TASK DIRECTIONS ::
Locate every line in the data below that contains the word "shirt", and copy each of those lines.

INFORMATION GIVEN ::
------------------------------------

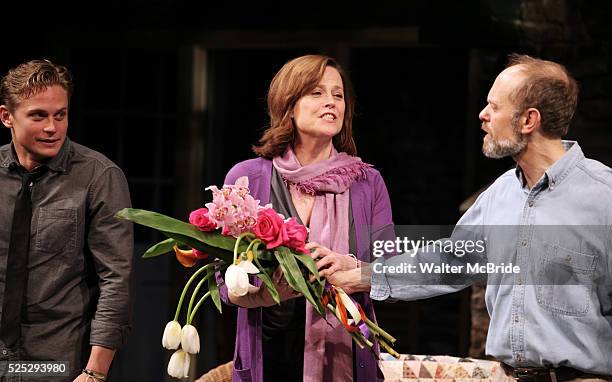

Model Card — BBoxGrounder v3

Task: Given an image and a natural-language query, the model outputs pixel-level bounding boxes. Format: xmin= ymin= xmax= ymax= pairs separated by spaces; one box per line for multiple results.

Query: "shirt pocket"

------------------------------------

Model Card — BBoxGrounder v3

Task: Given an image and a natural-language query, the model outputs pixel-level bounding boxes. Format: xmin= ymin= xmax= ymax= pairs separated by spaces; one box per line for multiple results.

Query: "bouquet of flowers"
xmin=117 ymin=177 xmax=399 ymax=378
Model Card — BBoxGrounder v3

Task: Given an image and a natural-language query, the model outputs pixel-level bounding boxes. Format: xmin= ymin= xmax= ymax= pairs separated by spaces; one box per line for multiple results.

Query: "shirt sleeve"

------------------------------------

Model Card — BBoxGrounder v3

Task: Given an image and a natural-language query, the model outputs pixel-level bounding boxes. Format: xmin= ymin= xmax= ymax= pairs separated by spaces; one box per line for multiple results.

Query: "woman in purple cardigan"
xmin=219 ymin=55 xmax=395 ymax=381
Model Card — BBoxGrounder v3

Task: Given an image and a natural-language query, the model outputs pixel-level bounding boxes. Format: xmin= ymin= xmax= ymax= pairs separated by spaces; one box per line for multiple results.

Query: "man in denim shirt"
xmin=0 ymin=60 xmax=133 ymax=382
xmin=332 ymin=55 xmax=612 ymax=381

------------------------------------

WRITTEN RESPONSE ::
Query: "shirt pocket"
Query: "shirt sleeve"
Query: "man in denim shirt"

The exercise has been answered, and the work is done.